── DATASET ROWS ──
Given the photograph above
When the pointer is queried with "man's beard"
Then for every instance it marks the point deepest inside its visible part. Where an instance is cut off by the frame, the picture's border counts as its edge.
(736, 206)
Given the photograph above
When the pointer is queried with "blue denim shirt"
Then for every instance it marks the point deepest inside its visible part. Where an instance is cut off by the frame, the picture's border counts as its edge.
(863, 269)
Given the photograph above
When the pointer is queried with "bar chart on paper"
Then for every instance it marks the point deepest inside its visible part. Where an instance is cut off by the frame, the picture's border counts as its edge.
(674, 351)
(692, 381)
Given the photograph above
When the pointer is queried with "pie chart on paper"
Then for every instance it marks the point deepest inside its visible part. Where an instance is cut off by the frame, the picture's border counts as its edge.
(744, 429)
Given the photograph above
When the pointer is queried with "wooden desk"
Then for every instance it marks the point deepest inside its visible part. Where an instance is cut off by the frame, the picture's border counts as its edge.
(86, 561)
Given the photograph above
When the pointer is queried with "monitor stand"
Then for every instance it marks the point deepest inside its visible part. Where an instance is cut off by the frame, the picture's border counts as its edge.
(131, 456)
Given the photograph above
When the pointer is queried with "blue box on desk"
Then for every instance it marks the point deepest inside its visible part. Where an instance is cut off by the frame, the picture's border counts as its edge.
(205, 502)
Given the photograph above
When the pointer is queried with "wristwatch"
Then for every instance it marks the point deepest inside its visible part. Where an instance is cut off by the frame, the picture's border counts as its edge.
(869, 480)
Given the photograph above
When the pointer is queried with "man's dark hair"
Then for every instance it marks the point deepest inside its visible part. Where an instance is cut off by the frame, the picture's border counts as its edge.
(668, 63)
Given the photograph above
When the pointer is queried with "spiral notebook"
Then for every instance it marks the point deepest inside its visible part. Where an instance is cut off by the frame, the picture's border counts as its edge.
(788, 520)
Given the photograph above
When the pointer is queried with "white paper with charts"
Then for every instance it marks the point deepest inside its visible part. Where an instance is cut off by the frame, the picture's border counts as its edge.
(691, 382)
───
Your task is to extract all of the records exactly.

Given the photograph above
When the pointer is queried with "man's beard"
Then for every instance it marks the point deepest inside its visible part. Where an instance is cut off by the frame, the picture's border counts as its edge.
(736, 206)
Given the photograph above
When the pointer is queried with "blue denim shirt"
Then for every instance it marks the point deepest inside its visible part. Where an instance is cut off by the frame, the picture's border counts as its edge.
(863, 269)
Given the photograph above
When the pointer is queried with "bar chart on paper"
Then for every instance it marks the point deepest inside its visible part. Where an instance is cut off by the frame, the picture's border counts as its edge.
(674, 351)
(692, 381)
Given the photograph above
When the pointer is queried with "pie chart on paper"
Then for every instance it marks the point deepest inside its visible part. Where an instance is cut off by the frame, the picture's border counts as its edge.
(744, 429)
Given the photograph above
When the pointer is queried with "wooden desk"
Then for every instance it marks the point deepest inside its visible part. Where an instance is cut off by the frame, the picture's border counts as its edge.
(86, 561)
Given the photograph above
When the pointer is queried with "monitor stand"
Then for every instance it marks the point deepest inside its visible part. Where an instance is cut off by the frame, the picture's border counts as its edge.
(131, 456)
Given the photograph above
When the pointer is queried with "blue box on desk"
Then for every instance it marks the point deepest inside its visible part. Where an instance is cut off by the frame, the picture's border counts as its edge.
(205, 502)
Given the photograph above
When the pointer is queried with "wristwatch"
Then for every instance it marks the point deepest inside its visible part. Where an instance is cut off by the frame, the picture's border counts as its edge.
(869, 480)
Given the photograph above
When the pointer is queried with "man's dark hair"
Then for every instance it marks the point deepest inside its visible part. Where an instance is cut off by the frame, the picture's border counts as its edge.
(668, 63)
Given the photograph above
When the pointer is queried with "spiral notebook"
Then for every instance it marks the point deepest inside its visible part. Where an instance is cut off by the frame, the picture's border counts as its edge.
(788, 520)
Given the photograph above
When the pointer is queried with "white paper with charts"
Then for every instance it marks the point deepest inside its visible part. Where an instance is cut off by the frame, the picture's border counts as its edge.
(691, 382)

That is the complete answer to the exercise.